Set problem:
Please convert the lines of the records below into a numbered list, starting at the line that contains "point_to(query) identifies every instance of the pig body" and ending at the line that contains "x=143, y=34", with both of those lines included. List only those lines and leave out any blank ones.

Data lines:
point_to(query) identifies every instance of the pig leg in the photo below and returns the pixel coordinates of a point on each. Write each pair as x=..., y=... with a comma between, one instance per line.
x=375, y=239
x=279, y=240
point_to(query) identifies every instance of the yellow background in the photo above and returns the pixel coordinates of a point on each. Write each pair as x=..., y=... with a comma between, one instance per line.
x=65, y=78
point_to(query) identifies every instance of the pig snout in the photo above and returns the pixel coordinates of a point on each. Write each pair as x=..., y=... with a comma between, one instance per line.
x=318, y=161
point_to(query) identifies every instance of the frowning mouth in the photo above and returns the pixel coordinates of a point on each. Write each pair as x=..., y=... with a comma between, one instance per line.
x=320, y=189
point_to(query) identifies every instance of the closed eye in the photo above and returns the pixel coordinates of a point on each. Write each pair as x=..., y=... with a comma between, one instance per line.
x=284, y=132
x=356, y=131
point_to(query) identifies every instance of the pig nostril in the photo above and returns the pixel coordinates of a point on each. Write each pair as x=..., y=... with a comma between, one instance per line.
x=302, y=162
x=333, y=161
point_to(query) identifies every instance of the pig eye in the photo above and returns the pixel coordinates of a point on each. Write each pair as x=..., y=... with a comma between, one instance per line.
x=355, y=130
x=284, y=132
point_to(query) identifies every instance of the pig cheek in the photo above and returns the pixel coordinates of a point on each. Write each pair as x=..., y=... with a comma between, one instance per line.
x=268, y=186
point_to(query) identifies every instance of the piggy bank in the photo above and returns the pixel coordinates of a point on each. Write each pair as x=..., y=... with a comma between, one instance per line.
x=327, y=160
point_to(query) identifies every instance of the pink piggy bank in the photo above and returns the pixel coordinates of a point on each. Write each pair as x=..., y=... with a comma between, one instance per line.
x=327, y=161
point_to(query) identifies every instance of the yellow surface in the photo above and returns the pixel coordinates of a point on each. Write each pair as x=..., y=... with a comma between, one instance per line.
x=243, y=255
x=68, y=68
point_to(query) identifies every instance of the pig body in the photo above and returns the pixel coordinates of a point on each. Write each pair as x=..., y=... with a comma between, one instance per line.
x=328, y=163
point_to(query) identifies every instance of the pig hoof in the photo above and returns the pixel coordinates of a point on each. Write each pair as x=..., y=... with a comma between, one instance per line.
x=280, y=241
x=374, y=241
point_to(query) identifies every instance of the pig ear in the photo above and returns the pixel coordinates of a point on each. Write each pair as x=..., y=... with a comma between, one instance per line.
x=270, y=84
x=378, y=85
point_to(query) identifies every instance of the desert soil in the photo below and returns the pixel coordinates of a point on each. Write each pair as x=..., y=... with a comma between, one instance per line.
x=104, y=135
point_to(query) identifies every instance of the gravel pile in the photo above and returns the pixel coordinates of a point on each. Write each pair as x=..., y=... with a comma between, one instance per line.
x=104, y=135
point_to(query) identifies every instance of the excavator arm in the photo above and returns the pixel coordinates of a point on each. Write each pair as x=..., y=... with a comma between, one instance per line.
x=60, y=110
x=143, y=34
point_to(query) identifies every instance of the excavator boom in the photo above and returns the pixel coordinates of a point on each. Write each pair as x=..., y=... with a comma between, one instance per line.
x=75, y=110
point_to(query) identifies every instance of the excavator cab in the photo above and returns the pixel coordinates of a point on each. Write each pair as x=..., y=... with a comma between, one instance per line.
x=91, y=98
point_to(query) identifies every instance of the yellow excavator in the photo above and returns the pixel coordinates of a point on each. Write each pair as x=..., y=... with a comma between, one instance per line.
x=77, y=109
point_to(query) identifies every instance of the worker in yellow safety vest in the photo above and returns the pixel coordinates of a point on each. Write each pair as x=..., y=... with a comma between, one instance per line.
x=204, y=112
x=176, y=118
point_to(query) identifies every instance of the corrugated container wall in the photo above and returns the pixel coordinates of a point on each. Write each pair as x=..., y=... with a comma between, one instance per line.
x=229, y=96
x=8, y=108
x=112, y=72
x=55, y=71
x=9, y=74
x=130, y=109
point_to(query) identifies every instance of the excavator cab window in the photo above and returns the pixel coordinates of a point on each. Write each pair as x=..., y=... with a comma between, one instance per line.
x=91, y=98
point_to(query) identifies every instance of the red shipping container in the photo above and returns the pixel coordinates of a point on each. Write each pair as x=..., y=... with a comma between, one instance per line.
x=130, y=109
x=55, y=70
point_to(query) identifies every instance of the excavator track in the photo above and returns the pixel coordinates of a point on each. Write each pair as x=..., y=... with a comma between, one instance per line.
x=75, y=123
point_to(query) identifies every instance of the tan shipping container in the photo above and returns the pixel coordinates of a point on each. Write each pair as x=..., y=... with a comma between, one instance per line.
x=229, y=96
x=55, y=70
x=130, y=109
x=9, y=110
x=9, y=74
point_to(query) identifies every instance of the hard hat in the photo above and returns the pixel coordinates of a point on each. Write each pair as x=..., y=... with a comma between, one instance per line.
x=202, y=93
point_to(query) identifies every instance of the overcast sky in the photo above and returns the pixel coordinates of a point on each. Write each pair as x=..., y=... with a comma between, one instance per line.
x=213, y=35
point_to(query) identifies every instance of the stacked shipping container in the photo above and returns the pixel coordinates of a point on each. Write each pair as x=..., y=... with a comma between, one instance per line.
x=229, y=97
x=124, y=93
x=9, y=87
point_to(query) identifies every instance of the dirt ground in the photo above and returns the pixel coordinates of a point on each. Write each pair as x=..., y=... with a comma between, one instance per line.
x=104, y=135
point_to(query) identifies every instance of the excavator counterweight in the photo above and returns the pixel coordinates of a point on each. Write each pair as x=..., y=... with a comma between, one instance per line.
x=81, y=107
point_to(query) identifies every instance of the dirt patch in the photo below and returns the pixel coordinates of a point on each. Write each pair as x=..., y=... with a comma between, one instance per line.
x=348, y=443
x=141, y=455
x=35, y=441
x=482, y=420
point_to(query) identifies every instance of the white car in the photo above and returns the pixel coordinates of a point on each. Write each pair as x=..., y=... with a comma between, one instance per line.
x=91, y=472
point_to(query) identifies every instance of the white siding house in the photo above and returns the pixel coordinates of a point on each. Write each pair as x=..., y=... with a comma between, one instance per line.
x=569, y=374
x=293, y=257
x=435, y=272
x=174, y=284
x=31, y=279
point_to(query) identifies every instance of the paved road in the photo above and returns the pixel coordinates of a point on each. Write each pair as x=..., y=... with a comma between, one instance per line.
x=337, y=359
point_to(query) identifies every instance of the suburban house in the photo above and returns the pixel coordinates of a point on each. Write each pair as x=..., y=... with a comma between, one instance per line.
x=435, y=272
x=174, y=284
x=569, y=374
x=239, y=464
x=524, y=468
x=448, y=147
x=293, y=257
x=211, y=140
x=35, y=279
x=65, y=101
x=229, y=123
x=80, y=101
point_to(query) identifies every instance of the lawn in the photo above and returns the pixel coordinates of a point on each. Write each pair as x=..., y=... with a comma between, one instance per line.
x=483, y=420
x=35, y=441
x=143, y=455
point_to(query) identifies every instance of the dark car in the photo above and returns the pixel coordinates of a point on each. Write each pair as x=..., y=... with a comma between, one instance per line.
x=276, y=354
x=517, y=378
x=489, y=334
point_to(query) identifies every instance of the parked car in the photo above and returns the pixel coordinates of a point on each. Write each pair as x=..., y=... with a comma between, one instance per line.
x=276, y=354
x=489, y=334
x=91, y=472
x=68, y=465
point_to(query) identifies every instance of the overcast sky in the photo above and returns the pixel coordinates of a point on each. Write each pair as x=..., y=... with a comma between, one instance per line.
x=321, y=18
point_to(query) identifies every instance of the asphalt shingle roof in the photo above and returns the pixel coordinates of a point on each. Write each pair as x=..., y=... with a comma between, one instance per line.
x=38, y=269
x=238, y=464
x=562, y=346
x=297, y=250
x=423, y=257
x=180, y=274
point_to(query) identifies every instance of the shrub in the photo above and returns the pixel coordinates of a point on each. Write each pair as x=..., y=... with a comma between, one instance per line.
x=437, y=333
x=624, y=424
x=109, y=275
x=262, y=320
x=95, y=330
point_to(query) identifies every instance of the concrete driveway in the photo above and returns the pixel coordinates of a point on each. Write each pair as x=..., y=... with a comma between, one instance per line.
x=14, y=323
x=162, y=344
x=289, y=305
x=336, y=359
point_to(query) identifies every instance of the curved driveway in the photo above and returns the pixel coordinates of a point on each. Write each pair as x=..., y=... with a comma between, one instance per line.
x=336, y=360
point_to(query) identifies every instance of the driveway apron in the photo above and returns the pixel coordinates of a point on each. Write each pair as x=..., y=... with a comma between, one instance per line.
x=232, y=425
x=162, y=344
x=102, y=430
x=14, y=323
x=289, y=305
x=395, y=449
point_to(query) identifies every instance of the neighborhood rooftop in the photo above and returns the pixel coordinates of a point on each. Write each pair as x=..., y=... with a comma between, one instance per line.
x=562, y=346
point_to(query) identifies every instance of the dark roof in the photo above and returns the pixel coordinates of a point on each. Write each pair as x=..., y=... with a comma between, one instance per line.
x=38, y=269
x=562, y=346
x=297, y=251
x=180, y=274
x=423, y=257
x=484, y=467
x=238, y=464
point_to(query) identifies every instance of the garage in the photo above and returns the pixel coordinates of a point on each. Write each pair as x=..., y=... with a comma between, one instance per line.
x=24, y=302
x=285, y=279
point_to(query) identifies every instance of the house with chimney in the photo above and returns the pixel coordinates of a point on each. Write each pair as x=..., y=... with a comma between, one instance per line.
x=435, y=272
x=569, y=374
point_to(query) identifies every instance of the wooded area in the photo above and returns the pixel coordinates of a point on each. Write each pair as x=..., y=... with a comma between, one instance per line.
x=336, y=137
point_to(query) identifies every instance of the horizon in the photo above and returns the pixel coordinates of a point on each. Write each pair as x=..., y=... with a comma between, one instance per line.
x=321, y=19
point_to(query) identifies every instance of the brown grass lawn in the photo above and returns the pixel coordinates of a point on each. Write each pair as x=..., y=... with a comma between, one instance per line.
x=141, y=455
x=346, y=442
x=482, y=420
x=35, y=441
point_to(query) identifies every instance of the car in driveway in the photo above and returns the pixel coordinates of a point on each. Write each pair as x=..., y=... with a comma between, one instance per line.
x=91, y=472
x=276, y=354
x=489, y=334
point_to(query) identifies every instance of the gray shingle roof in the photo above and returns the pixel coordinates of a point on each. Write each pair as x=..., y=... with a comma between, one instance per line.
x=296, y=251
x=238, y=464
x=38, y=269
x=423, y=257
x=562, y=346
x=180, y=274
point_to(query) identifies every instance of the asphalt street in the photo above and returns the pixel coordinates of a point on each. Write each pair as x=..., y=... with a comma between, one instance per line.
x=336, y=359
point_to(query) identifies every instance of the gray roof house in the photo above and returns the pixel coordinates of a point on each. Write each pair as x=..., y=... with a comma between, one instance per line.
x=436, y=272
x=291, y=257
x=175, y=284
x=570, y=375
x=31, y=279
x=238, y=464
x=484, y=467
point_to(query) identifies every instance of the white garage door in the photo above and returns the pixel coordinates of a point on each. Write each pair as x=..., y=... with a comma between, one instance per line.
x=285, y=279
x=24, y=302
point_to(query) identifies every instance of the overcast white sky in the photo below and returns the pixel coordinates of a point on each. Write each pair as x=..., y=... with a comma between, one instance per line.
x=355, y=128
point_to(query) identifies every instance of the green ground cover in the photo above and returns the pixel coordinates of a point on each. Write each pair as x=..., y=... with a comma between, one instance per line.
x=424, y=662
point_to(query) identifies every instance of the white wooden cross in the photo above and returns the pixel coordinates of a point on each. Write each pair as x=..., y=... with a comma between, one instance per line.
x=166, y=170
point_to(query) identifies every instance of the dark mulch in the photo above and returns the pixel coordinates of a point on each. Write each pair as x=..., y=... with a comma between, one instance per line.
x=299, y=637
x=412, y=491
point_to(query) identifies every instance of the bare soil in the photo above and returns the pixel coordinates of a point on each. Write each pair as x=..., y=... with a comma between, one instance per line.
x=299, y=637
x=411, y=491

The result:
1. point_to(query) identifies every instance of the pig body in the photo above and returns the pixel coordinates of a point on each. Write each pair as x=..., y=... with a comma between, one instance per line.
2. x=328, y=163
3. point_to(query) identifies every instance of the pig hoof in the photo above and returns the pixel coordinates of a point on each. Write each pair as x=..., y=... with a comma between, one instance per line.
4. x=280, y=241
5. x=374, y=241
6. point_to(query) identifies every instance of the pig ear in the photo above and returns the pixel coordinates of a point on each. Write each pair as x=..., y=... with a comma between, one instance per line.
7. x=270, y=84
8. x=378, y=85
9. point_to(query) identifies every instance of the desert soil in the photo below and returns the pixel coordinates of a point on each. Write each pair as x=..., y=... with a comma between, one instance per line.
10. x=104, y=135
11. point_to(query) identifies every instance of the gravel pile in the photo above and returns the pixel coordinates of a point on each. Write each pair as x=..., y=... with a comma between, one instance per line.
12. x=104, y=135
13. point_to(query) identifies every instance of the excavator arm in the photo above and returns the pixel coordinates of a point on each. Write each pair as x=..., y=... with a comma between, one instance per line.
14. x=60, y=110
15. x=143, y=34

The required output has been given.